**** RECORDS FOR THE EXERCISE
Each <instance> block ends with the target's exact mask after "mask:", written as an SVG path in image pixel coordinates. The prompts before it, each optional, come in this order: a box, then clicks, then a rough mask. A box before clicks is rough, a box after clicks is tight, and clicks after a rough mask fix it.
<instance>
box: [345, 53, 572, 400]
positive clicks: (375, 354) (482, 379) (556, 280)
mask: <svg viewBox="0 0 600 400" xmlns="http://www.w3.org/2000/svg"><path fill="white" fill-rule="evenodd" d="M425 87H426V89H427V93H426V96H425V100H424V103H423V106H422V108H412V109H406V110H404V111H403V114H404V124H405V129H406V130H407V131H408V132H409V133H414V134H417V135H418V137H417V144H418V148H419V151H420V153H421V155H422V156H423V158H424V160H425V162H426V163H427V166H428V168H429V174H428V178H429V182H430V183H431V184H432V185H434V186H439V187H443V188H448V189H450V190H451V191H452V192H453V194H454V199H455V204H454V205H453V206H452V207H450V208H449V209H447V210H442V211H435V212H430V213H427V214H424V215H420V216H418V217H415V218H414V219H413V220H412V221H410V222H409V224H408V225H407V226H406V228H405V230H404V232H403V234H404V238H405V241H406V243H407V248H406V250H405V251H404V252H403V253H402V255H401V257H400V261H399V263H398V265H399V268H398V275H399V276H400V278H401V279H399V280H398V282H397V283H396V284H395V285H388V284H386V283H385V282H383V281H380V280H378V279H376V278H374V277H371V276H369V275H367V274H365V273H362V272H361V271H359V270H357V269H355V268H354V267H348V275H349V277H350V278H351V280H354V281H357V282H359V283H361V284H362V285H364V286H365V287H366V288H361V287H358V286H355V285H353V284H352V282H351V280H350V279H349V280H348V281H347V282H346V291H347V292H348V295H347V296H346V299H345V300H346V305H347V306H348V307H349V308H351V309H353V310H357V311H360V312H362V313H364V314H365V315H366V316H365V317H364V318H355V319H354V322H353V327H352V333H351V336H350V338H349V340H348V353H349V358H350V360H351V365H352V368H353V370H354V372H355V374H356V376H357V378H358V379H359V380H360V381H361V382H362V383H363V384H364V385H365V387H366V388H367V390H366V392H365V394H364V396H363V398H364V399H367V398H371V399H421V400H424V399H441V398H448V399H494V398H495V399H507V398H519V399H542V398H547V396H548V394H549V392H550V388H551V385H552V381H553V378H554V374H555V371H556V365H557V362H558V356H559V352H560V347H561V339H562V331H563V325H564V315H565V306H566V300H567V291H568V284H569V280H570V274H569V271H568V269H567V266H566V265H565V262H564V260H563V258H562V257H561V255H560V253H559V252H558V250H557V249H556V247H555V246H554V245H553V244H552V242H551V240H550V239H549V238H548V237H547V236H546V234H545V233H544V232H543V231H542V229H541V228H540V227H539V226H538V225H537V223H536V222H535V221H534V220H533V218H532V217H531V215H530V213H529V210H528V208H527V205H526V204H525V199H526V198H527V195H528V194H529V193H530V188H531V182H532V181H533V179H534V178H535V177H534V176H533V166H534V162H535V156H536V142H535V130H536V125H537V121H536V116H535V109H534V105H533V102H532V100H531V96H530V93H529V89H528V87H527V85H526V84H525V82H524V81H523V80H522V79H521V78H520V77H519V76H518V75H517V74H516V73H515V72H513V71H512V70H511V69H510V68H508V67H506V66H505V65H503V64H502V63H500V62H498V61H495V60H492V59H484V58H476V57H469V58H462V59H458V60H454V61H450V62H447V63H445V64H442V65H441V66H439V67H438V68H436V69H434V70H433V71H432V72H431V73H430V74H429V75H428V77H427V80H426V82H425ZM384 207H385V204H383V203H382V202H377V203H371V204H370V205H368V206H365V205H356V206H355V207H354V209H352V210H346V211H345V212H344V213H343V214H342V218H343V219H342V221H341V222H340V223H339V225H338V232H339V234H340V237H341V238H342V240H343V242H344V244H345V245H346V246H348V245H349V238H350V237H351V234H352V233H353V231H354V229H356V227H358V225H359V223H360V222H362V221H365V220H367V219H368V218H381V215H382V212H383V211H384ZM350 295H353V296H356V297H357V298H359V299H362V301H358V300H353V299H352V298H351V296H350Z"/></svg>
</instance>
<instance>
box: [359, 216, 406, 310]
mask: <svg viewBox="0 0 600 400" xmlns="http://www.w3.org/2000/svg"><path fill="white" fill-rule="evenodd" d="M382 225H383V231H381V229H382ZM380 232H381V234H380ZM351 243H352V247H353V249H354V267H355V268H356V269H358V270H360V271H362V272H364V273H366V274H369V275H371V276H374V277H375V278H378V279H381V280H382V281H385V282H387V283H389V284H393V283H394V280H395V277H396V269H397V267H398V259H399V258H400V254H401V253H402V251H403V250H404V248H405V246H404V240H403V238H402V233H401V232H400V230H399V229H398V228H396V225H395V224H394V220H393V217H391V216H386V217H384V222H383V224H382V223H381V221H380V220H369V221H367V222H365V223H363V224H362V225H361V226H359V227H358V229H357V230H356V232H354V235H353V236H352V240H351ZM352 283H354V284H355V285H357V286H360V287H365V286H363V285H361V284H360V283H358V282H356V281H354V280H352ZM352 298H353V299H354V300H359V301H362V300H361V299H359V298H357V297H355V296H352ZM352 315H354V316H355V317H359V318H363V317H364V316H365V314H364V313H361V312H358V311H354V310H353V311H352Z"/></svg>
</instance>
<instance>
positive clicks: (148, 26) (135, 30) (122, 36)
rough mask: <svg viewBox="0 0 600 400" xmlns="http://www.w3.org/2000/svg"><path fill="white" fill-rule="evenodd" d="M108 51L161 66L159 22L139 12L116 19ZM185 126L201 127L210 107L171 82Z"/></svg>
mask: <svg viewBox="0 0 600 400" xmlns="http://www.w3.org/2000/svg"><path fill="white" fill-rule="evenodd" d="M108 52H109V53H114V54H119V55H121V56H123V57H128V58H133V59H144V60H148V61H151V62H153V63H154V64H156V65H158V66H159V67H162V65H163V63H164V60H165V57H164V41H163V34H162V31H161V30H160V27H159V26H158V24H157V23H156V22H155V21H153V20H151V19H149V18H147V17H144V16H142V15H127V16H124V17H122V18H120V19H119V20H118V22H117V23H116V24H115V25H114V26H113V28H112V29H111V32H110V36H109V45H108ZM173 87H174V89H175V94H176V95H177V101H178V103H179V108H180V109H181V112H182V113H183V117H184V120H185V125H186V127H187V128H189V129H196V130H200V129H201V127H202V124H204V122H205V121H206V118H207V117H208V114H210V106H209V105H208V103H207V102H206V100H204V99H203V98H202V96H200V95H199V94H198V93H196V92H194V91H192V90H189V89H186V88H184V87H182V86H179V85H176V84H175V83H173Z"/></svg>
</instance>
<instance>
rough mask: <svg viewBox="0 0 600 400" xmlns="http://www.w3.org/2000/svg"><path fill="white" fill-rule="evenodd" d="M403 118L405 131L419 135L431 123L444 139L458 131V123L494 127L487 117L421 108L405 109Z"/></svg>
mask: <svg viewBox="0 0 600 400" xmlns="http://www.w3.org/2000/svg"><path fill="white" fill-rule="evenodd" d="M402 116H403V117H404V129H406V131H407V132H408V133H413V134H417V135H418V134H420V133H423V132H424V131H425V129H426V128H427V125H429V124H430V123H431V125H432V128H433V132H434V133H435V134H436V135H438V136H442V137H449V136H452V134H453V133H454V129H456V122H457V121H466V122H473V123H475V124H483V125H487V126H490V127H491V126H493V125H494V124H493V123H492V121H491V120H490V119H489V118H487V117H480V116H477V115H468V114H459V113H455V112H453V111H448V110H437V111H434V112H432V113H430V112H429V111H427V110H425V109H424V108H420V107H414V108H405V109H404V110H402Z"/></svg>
********
TASK DESCRIPTION: Reproduce the records above, substituting "foreground clicks" for every occurrence of "positive clicks" and leaving everything else unchanged.

OUTPUT FOR THIS TASK:
Each <instance> block ends with the target's exact mask after "mask:", written as an SVG path in image pixel coordinates. The prompts before it, each optional, come in this order: a box, then clicks, then a rough mask. A box before clicks is rough, a box after clicks is tight, and clicks after a rough mask fix it.
<instance>
box: [345, 53, 572, 400]
foreground clicks: (375, 354) (482, 379) (556, 280)
mask: <svg viewBox="0 0 600 400" xmlns="http://www.w3.org/2000/svg"><path fill="white" fill-rule="evenodd" d="M425 87H426V89H427V93H426V96H425V100H424V103H423V106H422V108H412V109H406V110H404V111H403V114H404V124H405V129H406V130H407V131H408V132H409V133H414V134H417V135H418V137H417V144H418V148H419V151H420V153H421V155H422V156H423V158H424V160H425V162H426V163H427V166H428V168H429V174H428V178H429V182H430V183H431V184H432V185H434V186H439V187H443V188H448V189H450V190H451V191H452V192H453V194H454V199H455V204H454V205H453V206H452V207H450V208H449V209H447V210H442V211H435V212H430V213H427V214H424V215H420V216H418V217H415V218H414V219H413V220H412V221H410V222H409V224H408V225H407V226H406V228H405V230H404V232H403V234H404V238H405V241H406V243H407V248H406V250H405V251H404V252H403V253H402V255H401V257H400V261H399V263H398V265H399V268H398V275H399V276H400V278H401V279H399V280H398V282H397V283H396V284H395V285H388V284H386V283H385V282H383V281H380V280H378V279H376V278H374V277H371V276H369V275H367V274H365V273H362V272H361V271H359V270H357V269H355V268H354V267H348V275H349V277H350V278H351V280H354V281H357V282H359V283H361V284H362V285H364V286H365V287H366V288H361V287H358V286H355V285H353V284H352V282H351V280H350V279H349V280H348V281H347V282H346V291H347V292H348V295H347V296H346V299H345V300H346V305H347V306H348V307H349V308H351V309H353V310H357V311H360V312H362V313H364V314H365V315H366V316H365V317H364V318H355V319H354V322H353V327H352V333H351V336H350V338H349V340H348V353H349V358H350V360H351V365H352V368H353V370H354V372H355V374H356V376H357V378H358V379H359V380H360V381H361V382H362V383H363V384H364V385H365V387H366V388H367V390H366V392H365V394H364V396H363V398H364V399H367V398H371V399H421V400H424V399H441V398H448V399H494V398H495V399H507V398H519V399H542V398H547V396H548V394H549V392H550V388H551V385H552V381H553V378H554V374H555V371H556V365H557V362H558V356H559V352H560V347H561V339H562V331H563V325H564V315H565V306H566V300H567V291H568V284H569V280H570V274H569V271H568V269H567V266H566V265H565V262H564V260H563V258H562V257H561V255H560V253H559V252H558V250H557V249H556V247H555V246H554V245H553V244H552V242H551V240H550V239H549V238H548V237H547V236H546V234H545V233H544V232H543V231H542V229H541V228H540V227H539V226H538V225H537V223H536V222H535V221H534V220H533V218H532V217H531V215H530V213H529V210H528V208H527V205H526V204H525V199H526V198H527V195H528V194H529V193H530V188H531V182H532V181H533V179H534V178H535V177H534V176H533V166H534V162H535V156H536V142H535V130H536V125H537V121H536V116H535V109H534V105H533V102H532V100H531V96H530V93H529V89H528V87H527V85H526V84H525V82H524V81H523V80H522V79H521V78H520V77H519V76H518V75H517V74H516V73H515V72H513V71H512V70H511V69H510V68H508V67H506V66H505V65H503V64H502V63H500V62H498V61H495V60H492V59H484V58H476V57H469V58H462V59H458V60H454V61H450V62H447V63H445V64H442V65H441V66H439V67H438V68H436V69H434V70H433V71H432V72H431V73H430V74H429V75H428V77H427V80H426V82H425ZM384 207H385V204H383V203H382V202H377V203H371V204H370V205H368V206H365V205H356V206H355V207H354V209H352V210H346V211H345V212H344V213H343V214H342V218H343V219H342V221H341V222H340V223H339V225H338V232H339V234H340V237H341V238H342V240H343V242H344V244H345V245H346V246H348V245H349V238H350V237H351V234H352V233H353V231H354V229H356V227H358V225H359V223H360V222H362V221H365V220H367V219H368V218H381V215H382V212H383V211H384ZM350 295H353V296H356V297H357V298H359V299H362V301H358V300H353V299H352V298H351V296H350Z"/></svg>
</instance>
<instance>
box: [359, 216, 406, 310]
mask: <svg viewBox="0 0 600 400" xmlns="http://www.w3.org/2000/svg"><path fill="white" fill-rule="evenodd" d="M382 225H383V231H381V229H382ZM380 232H381V234H380ZM351 243H352V247H353V249H354V267H355V268H356V269H358V270H360V271H362V272H364V273H366V274H369V275H371V276H374V277H375V278H378V279H381V280H382V281H385V282H387V283H389V284H393V283H394V280H395V277H396V269H397V267H398V259H399V258H400V254H401V253H402V251H403V250H404V248H405V246H404V240H403V238H402V233H401V232H400V230H399V229H398V228H396V225H395V224H394V220H393V217H391V216H386V217H384V222H383V224H382V223H381V221H380V220H369V221H367V222H365V223H363V224H362V225H361V226H359V227H358V229H357V230H356V232H354V235H353V236H352V240H351ZM352 283H354V284H355V285H357V286H360V287H365V286H363V285H361V284H360V283H358V282H356V281H354V280H352ZM352 298H353V299H354V300H359V301H362V300H361V299H359V298H357V297H355V296H352ZM352 315H354V316H355V317H359V318H363V317H364V316H365V314H364V313H361V312H358V311H354V310H353V311H352Z"/></svg>
</instance>
<instance>
foreground clicks: (148, 26) (135, 30) (122, 36)
rough mask: <svg viewBox="0 0 600 400" xmlns="http://www.w3.org/2000/svg"><path fill="white" fill-rule="evenodd" d="M108 51L161 66L159 22L139 12L116 19ZM185 126L201 127L210 107L171 82Z"/></svg>
mask: <svg viewBox="0 0 600 400" xmlns="http://www.w3.org/2000/svg"><path fill="white" fill-rule="evenodd" d="M108 52H109V53H114V54H119V55H121V56H123V57H128V58H133V59H144V60H148V61H151V62H153V63H154V64H156V65H158V66H159V67H162V65H163V63H164V60H165V57H164V41H163V34H162V31H161V30H160V27H159V26H158V24H157V23H156V22H155V21H153V20H151V19H149V18H147V17H144V16H142V15H127V16H124V17H122V18H120V19H119V20H118V22H117V23H116V24H115V25H114V26H113V28H112V29H111V32H110V36H109V45H108ZM173 87H174V89H175V94H176V95H177V101H178V103H179V108H180V109H181V112H182V113H183V117H184V120H185V125H186V127H187V128H189V129H196V130H200V129H201V127H202V124H204V122H205V121H206V118H207V117H208V114H210V106H209V105H208V103H207V102H206V100H204V99H203V98H202V96H200V95H199V94H198V93H196V92H194V91H192V90H189V89H186V88H184V87H182V86H179V85H176V84H175V83H173Z"/></svg>
</instance>
<instance>
rough mask: <svg viewBox="0 0 600 400" xmlns="http://www.w3.org/2000/svg"><path fill="white" fill-rule="evenodd" d="M403 118L405 131L419 135L431 123L444 139L458 131V123L494 127L487 117L421 108L405 109Z"/></svg>
mask: <svg viewBox="0 0 600 400" xmlns="http://www.w3.org/2000/svg"><path fill="white" fill-rule="evenodd" d="M402 116H403V117H404V129H406V131H407V132H408V133H413V134H417V135H418V134H420V133H423V132H424V131H425V129H426V128H427V125H429V124H430V123H431V125H432V128H433V132H434V133H435V134H436V135H438V136H442V137H449V136H452V134H453V133H454V129H456V122H457V121H466V122H473V123H475V124H483V125H487V126H490V127H491V126H493V125H494V124H493V123H492V121H491V120H490V119H489V118H487V117H480V116H477V115H468V114H459V113H455V112H453V111H448V110H437V111H434V112H432V113H430V112H429V111H427V110H425V109H424V108H420V107H414V108H405V109H404V110H402Z"/></svg>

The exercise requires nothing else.